Task instructions: Retype each of the records below verbatim, including every line.

[START Available records]

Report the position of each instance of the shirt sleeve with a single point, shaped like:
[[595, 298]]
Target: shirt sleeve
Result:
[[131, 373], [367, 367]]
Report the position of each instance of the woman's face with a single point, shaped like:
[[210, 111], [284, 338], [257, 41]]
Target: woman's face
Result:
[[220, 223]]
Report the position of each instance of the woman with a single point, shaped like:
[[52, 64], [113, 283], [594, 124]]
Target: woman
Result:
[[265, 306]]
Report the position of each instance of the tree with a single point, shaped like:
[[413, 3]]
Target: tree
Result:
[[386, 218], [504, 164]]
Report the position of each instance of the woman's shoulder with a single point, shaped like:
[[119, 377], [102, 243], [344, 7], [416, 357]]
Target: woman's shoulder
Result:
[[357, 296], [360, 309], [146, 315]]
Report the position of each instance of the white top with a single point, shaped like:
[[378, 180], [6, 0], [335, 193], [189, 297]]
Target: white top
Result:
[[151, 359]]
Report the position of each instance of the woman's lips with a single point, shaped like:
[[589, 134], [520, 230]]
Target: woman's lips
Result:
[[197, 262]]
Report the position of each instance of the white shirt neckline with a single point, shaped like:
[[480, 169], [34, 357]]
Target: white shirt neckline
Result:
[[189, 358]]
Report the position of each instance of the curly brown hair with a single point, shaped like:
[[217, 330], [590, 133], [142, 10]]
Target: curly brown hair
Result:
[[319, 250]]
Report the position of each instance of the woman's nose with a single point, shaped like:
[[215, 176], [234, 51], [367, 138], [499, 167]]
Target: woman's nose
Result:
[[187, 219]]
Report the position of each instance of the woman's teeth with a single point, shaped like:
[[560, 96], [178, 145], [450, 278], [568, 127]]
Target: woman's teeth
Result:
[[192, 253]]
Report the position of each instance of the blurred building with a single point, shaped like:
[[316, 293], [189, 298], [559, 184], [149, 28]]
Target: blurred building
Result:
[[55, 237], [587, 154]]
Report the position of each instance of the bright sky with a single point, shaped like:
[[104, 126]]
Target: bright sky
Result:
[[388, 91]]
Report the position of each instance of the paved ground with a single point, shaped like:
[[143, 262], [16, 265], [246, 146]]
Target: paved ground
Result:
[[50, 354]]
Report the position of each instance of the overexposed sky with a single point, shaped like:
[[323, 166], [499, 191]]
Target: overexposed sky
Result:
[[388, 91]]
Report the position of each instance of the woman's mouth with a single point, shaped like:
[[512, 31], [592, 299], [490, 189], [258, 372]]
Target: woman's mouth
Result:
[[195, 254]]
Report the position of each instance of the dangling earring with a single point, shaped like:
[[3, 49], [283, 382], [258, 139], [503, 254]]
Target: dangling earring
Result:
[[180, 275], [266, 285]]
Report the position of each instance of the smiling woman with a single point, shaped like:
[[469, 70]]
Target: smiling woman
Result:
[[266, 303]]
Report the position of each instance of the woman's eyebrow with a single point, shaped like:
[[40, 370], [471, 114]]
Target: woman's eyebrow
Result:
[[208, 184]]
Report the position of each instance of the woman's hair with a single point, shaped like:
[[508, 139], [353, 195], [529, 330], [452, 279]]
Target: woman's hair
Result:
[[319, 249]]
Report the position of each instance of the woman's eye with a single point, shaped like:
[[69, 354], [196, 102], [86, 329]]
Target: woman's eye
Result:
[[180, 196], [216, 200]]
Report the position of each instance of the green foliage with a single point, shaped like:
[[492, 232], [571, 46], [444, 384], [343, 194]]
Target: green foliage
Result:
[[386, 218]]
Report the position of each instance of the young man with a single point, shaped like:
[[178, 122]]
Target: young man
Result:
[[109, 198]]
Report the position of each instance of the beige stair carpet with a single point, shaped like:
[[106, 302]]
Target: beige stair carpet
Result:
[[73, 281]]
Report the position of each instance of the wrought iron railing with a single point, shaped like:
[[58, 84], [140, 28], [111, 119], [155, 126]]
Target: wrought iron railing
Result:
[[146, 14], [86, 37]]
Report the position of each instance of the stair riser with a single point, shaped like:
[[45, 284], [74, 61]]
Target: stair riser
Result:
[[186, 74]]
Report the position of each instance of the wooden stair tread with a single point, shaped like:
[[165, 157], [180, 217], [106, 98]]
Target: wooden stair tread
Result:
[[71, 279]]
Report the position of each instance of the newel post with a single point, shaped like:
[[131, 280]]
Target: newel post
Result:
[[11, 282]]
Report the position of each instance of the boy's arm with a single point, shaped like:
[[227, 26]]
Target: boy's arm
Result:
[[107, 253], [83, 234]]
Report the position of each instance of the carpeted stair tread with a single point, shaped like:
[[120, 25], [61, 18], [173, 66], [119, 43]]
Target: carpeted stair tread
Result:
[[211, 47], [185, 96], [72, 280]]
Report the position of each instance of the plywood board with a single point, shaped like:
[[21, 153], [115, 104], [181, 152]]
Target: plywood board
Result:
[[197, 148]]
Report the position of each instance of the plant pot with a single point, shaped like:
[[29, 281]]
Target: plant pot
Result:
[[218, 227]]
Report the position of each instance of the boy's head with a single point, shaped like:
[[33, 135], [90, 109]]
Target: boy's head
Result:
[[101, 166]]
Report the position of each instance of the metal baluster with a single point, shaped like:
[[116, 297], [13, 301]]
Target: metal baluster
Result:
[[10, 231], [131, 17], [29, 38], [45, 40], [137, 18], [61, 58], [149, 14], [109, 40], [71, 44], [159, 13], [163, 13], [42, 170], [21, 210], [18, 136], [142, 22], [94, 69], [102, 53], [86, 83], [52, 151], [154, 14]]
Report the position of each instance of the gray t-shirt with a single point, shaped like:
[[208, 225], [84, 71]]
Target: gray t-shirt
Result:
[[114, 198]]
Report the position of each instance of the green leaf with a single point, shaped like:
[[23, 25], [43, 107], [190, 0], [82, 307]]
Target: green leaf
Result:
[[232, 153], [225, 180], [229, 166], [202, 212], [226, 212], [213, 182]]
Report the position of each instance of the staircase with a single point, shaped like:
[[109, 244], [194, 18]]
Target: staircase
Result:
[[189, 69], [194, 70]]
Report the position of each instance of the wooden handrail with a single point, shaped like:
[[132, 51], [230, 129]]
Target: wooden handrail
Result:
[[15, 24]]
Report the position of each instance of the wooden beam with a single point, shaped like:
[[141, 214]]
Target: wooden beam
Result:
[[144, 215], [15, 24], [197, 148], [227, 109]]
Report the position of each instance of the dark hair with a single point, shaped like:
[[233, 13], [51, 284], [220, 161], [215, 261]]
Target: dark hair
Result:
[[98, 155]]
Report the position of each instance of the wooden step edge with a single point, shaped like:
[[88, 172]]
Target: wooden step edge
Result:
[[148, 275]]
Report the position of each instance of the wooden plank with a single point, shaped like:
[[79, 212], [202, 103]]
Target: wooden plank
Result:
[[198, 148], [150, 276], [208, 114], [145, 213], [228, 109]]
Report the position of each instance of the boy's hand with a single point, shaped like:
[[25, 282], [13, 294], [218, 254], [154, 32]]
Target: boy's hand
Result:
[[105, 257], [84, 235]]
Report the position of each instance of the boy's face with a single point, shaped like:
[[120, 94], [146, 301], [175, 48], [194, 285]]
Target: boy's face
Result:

[END Available records]

Reply:
Report the position of each instance of the shirt sleeve with a single point, shaped like:
[[595, 298]]
Target: shirt sleeve
Result:
[[131, 373], [367, 367]]
Report the position of each instance of the woman's face with a single point, shaped like:
[[210, 111], [284, 338], [257, 41]]
Target: woman's face
Result:
[[220, 223]]
Report the position of each instance of the woman with a single point, shaped like:
[[52, 64], [113, 283], [594, 124]]
Target: woman
Result:
[[265, 306]]
Report the position of each instance of the tree with a single point, shaped like:
[[413, 3]]
Target: tree
Result:
[[386, 218], [504, 164]]
Report the position of each instance of the woman's shoulder with a single point, shaped like:
[[119, 377], [102, 243], [344, 7], [416, 357]]
Target: woman's shoulder
Result:
[[357, 296], [360, 309], [146, 315]]
Report the position of each instance of the white top with a single point, shaped like:
[[378, 180], [6, 0], [335, 193], [189, 297]]
Target: white top
Result:
[[151, 359]]
Report the position of each instance of the woman's lips with a single point, shaped like:
[[589, 134], [520, 230]]
Target: woman's lips
Result:
[[197, 262]]
Report the position of each instance of the white shirt neckline with a single point, shaped like:
[[480, 169], [34, 357]]
Target: white shirt neckline
Result:
[[189, 358]]
Report the position of each instance of the curly brown hair with a single point, shaped like:
[[217, 330], [590, 133], [142, 10]]
Target: curly brown hair
Result:
[[319, 250]]
Report the position of each instance of the woman's nose with a single point, shaped like:
[[215, 176], [234, 51], [367, 138], [499, 167]]
Target: woman's nose
Result:
[[187, 219]]
Report the position of each instance of the woman's teeth with a single point, shaped like:
[[560, 96], [178, 145], [450, 278], [568, 127]]
Target: woman's teeth
Result:
[[192, 253]]
Report the position of each instance of the blurred building with a single point, shaped like:
[[316, 293], [189, 298], [559, 184], [149, 28]]
Target: blurred building
Result:
[[55, 237], [587, 154]]
Report the position of each instance of the bright sky with a single point, shaped like:
[[104, 126]]
Target: bright sky
Result:
[[388, 91]]
Report the position of each instance of the paved ground with a single point, shaped like:
[[143, 262], [16, 265], [246, 146]]
Target: paved ground
Result:
[[50, 354]]
Report the position of each instance of the overexposed sky with a single point, shaped like:
[[323, 166], [499, 191]]
Target: overexposed sky
Result:
[[388, 91]]
Report the position of each instance of the woman's mouth with a single point, shaped like:
[[512, 31], [592, 299], [490, 189], [258, 372]]
Target: woman's mouth
Result:
[[195, 254]]
Report the position of each instance of the dangling earring with a single point, shaped like:
[[3, 49], [283, 382], [258, 139], [503, 254]]
Target: dangling earring
Result:
[[180, 275], [266, 285]]
Report the position of each instance of the smiling woman with a single point, shaped like:
[[469, 70]]
Target: smiling woman
Result:
[[266, 303]]
Report the position of each instance of the woman's eyebrow with a single point, shaped like:
[[40, 370], [471, 114]]
Target: woman's eyebrow
Result:
[[208, 184]]
Report the position of each instance of the woman's hair with a single point, shaped like:
[[508, 139], [353, 195], [529, 330], [452, 279]]
Target: woman's hair
Result:
[[319, 249]]
Report the position of each instance of the woman's eye with a single point, shaped like:
[[69, 354], [196, 102], [86, 329]]
Target: woman's eye
Result:
[[180, 196], [216, 200]]
Report the position of each instance of the green foliage with a single point, shaped like:
[[492, 232], [571, 46], [444, 384], [343, 194]]
Target: green foliage
Result:
[[386, 218]]
Report the position of each instance of the young man with a single point, shaped like:
[[178, 122]]
Target: young man
Result:
[[109, 198]]
Report the position of each instance of the beige stair carpet with a single point, shaped like:
[[106, 302]]
Target: beige stair carpet
Result:
[[73, 281]]
Report the position of each instance of the wrought iron railing with a single point, shaped like:
[[58, 84], [140, 28], [111, 119], [155, 126]]
Target: wrought iron railing
Result:
[[146, 14], [86, 37]]
Report the position of each instance of the stair riser with a single point, shaped like:
[[45, 284], [74, 61]]
Target: stair riser
Result:
[[186, 74]]
Report the position of each instance of the wooden stair tread with a single point, shaped like:
[[165, 157], [180, 217], [106, 98]]
Target: wooden stair tread
Result:
[[71, 279]]
Report the position of each instance of the newel post with a single point, shaped like:
[[131, 280]]
Target: newel post
Result:
[[11, 282]]
Report the position of each instance of the boy's arm with a single point, shaped like:
[[227, 26]]
Target: boy's arm
Result:
[[107, 253], [83, 234]]
Report the position of each instance of the carpeted stair tread with a single point, shaped like:
[[120, 25], [61, 18], [173, 66], [119, 43]]
Target: carpeted stair tread
Result:
[[211, 47], [185, 96], [72, 280]]
Report the position of each instance of the plywood board with a single point, shaped like:
[[21, 153], [115, 104], [181, 152]]
Target: plywood board
Result:
[[197, 148]]
Report the position of each instance of the plant pot with a single point, shaped like:
[[29, 281]]
Target: plant pot
Result:
[[218, 227]]
Report the position of each instance of the boy's head with a single point, shaped like:
[[33, 135], [90, 109]]
Target: boy's head
Result:
[[101, 166]]
Report the position of each instance of the metal baluster with a single point, shaped like:
[[116, 297], [13, 301]]
Target: metal baluster
Result:
[[10, 231], [131, 17], [29, 38], [45, 40], [137, 18], [61, 58], [149, 14], [109, 40], [71, 44], [159, 13], [163, 13], [42, 170], [21, 210], [18, 136], [142, 22], [94, 69], [102, 53], [86, 83], [52, 151], [154, 14]]
Report the position of each instance of the gray t-shirt with a single point, shaped like:
[[208, 225], [84, 71]]
Target: gray t-shirt
Result:
[[114, 198]]
Report the position of each instance of the green leaf with a single point, shaped like:
[[23, 25], [43, 107], [190, 0], [82, 307]]
Target: green leaf
Result:
[[232, 153], [225, 180], [229, 166], [202, 212], [226, 212], [213, 182]]
Report the position of each instance of the staircase with a single point, shaped like:
[[109, 244], [194, 18]]
Target: staircase
Result:
[[189, 69], [194, 70]]
Report the position of each instance of the wooden handrail with a single point, shaped like:
[[132, 51], [230, 129]]
Target: wooden handrail
Result:
[[15, 24]]
Report the position of each instance of the wooden beam with a single point, shaped like:
[[141, 214]]
Target: wooden beam
Result:
[[144, 215], [15, 24], [197, 148], [227, 109]]
Report the position of each instance of the dark hair with a single point, shaped like:
[[233, 13], [51, 284], [220, 161], [215, 261]]
Target: dark hair
Result:
[[98, 155]]
Report the position of each instance of the wooden step edge with a single point, shaped like:
[[88, 172]]
Target: wooden step edge
Result:
[[148, 275]]
Report the position of each instance of the wooden plank with a single point, shaped like:
[[79, 212], [202, 103]]
Target: wooden plank
Result:
[[198, 148], [150, 276], [208, 114], [145, 213], [228, 109]]
Report the position of each instance of the boy's hand with a single point, shaped like:
[[25, 282], [13, 294], [218, 254], [154, 32]]
Target: boy's hand
Result:
[[105, 257], [84, 235]]
Report the position of each instance of the boy's face with a single point, shaped like:
[[120, 94], [146, 301], [175, 48], [194, 285]]
Target: boy's face
Result:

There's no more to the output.